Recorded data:
_____
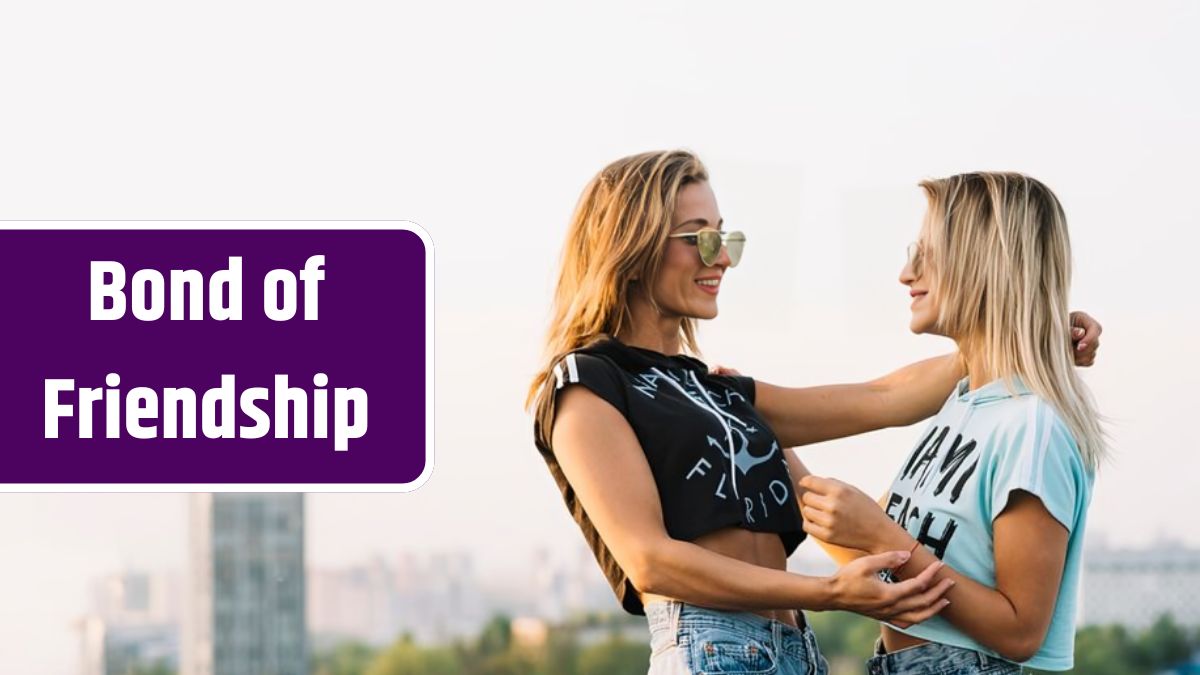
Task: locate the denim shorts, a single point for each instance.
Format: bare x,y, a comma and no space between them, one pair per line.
693,640
934,658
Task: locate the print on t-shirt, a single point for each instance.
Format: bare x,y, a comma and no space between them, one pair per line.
937,477
733,440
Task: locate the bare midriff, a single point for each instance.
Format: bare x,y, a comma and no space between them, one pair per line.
895,640
763,549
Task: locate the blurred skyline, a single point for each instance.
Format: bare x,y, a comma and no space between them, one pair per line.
483,123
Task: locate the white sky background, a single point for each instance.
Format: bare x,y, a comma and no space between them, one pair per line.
484,123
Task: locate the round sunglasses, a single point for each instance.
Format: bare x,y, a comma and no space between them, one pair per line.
708,242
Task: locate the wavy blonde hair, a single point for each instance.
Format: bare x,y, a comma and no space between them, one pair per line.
616,239
1001,270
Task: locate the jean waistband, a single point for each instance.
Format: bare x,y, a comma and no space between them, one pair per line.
922,657
672,615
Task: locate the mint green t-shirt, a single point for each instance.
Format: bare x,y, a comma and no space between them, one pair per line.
981,447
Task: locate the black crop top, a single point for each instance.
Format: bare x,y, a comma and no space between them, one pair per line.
687,422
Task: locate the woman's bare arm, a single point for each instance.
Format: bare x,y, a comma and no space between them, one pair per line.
1030,549
801,416
604,463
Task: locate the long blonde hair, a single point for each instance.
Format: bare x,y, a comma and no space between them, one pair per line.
616,239
1001,270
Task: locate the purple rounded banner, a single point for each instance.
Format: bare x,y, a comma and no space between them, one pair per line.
361,365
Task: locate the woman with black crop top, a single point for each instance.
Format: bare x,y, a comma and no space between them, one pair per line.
677,477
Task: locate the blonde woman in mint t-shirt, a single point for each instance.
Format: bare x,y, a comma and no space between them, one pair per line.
997,485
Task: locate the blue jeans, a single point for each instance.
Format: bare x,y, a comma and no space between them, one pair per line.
934,658
687,640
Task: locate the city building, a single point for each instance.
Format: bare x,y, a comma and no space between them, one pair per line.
246,603
1135,586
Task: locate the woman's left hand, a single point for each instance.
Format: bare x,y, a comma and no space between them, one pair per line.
841,514
1085,335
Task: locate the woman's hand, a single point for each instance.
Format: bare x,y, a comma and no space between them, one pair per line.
857,587
1085,334
841,514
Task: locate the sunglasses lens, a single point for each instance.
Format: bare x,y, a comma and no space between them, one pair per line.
735,243
709,244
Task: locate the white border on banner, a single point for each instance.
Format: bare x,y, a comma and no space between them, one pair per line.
405,225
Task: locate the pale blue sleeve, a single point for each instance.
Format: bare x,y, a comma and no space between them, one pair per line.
1039,455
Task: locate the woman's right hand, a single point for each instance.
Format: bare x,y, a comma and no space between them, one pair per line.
858,587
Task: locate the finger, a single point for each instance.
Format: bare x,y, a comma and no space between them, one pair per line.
817,531
887,560
921,581
817,500
921,601
916,616
817,484
816,515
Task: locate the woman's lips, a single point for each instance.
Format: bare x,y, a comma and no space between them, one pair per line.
709,285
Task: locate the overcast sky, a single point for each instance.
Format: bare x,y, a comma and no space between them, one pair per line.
484,123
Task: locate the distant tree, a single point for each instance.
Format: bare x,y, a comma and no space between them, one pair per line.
496,638
562,652
406,658
1165,644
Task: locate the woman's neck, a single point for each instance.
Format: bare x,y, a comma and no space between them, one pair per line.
978,371
648,329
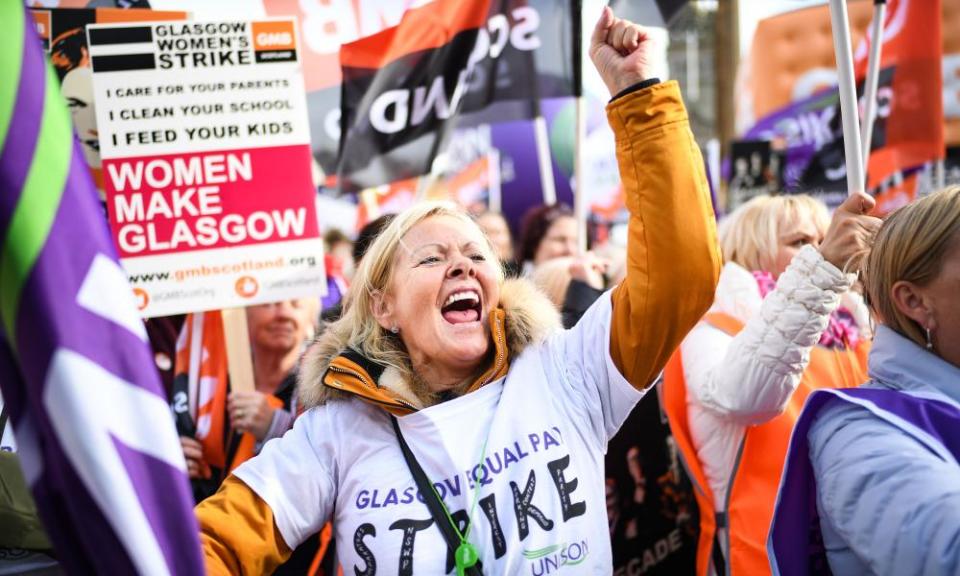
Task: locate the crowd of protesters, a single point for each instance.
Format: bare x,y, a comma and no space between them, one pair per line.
628,409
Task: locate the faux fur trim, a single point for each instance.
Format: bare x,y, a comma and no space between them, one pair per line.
530,319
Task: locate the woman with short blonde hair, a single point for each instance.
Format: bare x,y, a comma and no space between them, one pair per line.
880,462
751,234
775,332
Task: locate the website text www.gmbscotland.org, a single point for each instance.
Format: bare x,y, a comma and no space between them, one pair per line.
203,271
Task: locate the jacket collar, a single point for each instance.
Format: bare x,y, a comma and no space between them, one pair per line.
330,371
897,362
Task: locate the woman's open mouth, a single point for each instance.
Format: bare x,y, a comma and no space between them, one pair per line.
461,307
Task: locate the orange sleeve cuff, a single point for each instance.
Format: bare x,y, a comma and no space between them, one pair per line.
238,533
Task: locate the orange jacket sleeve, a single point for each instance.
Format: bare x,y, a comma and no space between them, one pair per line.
237,532
673,260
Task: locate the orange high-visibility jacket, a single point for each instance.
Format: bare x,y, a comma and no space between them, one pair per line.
756,475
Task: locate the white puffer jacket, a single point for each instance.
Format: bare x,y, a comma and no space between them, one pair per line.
736,382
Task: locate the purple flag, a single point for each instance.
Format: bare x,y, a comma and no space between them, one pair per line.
95,435
795,545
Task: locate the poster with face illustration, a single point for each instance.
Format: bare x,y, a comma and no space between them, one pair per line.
63,34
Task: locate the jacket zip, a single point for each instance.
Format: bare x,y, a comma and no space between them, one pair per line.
362,378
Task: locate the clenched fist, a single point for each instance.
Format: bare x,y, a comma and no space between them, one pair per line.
851,230
622,51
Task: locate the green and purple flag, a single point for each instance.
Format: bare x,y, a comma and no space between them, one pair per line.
95,434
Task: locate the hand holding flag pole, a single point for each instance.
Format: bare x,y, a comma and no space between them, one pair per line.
873,79
856,181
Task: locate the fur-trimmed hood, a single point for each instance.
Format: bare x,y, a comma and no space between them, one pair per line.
330,369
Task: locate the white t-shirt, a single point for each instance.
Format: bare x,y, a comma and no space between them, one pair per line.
541,505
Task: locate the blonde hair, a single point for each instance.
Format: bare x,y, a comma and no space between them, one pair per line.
750,235
357,327
553,278
910,246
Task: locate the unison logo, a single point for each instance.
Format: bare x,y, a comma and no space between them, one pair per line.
551,558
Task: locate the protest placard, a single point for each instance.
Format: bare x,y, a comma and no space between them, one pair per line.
207,166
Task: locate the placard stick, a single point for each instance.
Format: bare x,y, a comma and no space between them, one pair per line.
580,199
544,160
494,180
873,79
239,359
848,97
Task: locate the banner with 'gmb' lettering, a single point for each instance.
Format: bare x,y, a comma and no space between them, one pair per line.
207,162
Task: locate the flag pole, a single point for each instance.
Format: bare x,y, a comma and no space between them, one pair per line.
544,161
873,79
495,201
848,97
579,193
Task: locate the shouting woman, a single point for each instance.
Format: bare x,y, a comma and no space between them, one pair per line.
455,424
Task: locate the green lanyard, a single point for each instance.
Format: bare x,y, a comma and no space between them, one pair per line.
466,554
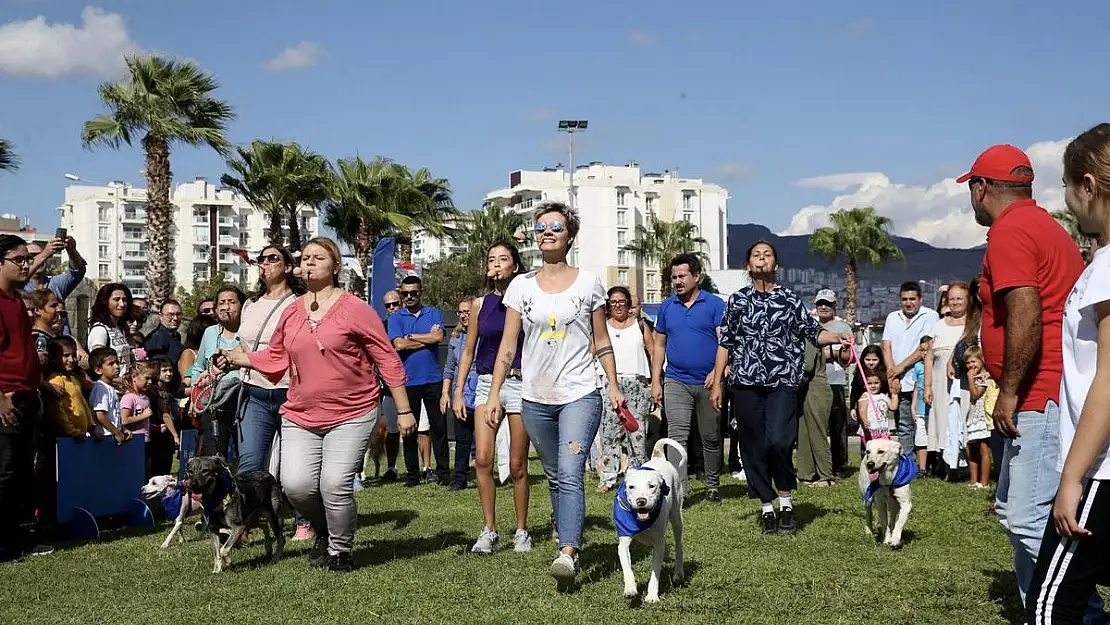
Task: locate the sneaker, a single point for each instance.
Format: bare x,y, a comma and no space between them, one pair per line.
487,544
522,542
304,532
318,555
565,568
770,522
786,522
342,562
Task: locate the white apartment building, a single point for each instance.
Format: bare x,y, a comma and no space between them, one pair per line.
612,201
210,224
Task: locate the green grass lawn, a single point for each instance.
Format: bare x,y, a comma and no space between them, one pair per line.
415,567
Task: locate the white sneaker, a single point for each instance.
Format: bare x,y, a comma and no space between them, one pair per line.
487,544
522,542
564,568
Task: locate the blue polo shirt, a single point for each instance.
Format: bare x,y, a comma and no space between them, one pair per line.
422,366
692,335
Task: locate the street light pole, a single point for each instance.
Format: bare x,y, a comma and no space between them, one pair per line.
571,127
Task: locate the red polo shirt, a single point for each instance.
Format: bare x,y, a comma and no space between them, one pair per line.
1027,248
19,362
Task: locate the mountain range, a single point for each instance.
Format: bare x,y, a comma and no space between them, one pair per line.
922,261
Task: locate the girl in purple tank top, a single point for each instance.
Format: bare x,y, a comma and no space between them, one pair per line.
483,340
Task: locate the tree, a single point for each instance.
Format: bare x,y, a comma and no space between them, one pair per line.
488,227
162,102
451,280
661,241
279,178
860,235
9,161
1071,224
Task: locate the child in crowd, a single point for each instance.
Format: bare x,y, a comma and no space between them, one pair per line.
920,411
135,405
104,399
164,437
875,406
976,431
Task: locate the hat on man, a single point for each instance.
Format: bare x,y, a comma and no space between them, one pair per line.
998,162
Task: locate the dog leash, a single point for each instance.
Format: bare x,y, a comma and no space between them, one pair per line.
881,429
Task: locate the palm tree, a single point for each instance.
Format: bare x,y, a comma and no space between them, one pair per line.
162,102
1071,224
661,241
360,208
859,235
279,178
9,161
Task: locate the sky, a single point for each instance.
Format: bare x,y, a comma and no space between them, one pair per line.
797,112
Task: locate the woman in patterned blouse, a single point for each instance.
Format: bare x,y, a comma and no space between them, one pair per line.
763,343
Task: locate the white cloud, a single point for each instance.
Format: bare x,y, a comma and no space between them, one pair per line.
937,213
302,56
36,48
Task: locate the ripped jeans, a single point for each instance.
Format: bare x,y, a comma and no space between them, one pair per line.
562,435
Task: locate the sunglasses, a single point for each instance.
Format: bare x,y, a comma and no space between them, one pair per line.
555,227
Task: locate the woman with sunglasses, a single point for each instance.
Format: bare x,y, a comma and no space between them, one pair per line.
561,310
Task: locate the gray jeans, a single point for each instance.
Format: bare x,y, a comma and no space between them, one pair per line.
683,402
318,470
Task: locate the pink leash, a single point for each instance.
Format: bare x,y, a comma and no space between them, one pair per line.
880,427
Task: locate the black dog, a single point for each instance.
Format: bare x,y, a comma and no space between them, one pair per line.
236,503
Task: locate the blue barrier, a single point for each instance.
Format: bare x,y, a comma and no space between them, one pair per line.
100,480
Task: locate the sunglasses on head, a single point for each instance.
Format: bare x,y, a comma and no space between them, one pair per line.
555,227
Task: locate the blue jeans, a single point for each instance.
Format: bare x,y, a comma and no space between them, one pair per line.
562,435
1027,484
259,423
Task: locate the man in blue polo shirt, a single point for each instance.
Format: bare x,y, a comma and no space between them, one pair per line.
686,336
416,332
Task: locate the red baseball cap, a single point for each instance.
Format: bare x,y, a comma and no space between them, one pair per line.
997,162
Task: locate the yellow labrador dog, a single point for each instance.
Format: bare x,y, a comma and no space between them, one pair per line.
884,480
648,499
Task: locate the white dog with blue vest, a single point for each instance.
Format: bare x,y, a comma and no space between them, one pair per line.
649,497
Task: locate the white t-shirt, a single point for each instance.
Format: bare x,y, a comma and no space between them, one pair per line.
107,399
556,366
1080,353
101,335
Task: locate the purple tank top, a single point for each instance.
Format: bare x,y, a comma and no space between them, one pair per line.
491,328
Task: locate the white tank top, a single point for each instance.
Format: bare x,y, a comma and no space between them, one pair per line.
628,350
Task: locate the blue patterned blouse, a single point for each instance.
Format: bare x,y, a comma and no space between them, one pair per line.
765,334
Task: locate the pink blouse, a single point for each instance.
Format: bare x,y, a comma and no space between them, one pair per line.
_____
Your answer should consist only of the lines from the one with "Task: locate the red baseball" through the end of the data above, reproduced exactly.

Task: locate the red baseball cap, a single point for each instance.
Format: bare x,y, a comma and no space between them, one pair per line.
997,162
Task: locate the yellow labrador dog, a single point for each instance.
Format: bare x,y, a comma and no space between them, one pair per line.
884,480
648,499
Task: locate the white dog with blue vest, a single point for each instance.
Format: bare x,y, a comma and no space between them, one pair per line.
649,497
Task: locate the white t-shirt, a single point for each instance.
Format: bare x,y, a comma and no space between them, one pair per line.
107,399
556,366
1080,353
101,335
Task: locate the purple tank top, a single point for each instance.
Format: bare x,y, a comma and no space between them, one pair per line.
491,328
Task: locate the white tank top, a single point for each instance.
Format: bare x,y, a comma and no space between them, one pair per line.
628,350
Task: locate the blue patterned blouse, a single point for each instance.
Format: bare x,y, a comma and no space between them, one pair per line.
765,334
Task: locate the pink blouse, a single point for each instance.
Format: bare x,y, a comma and no space between them, one pair per line.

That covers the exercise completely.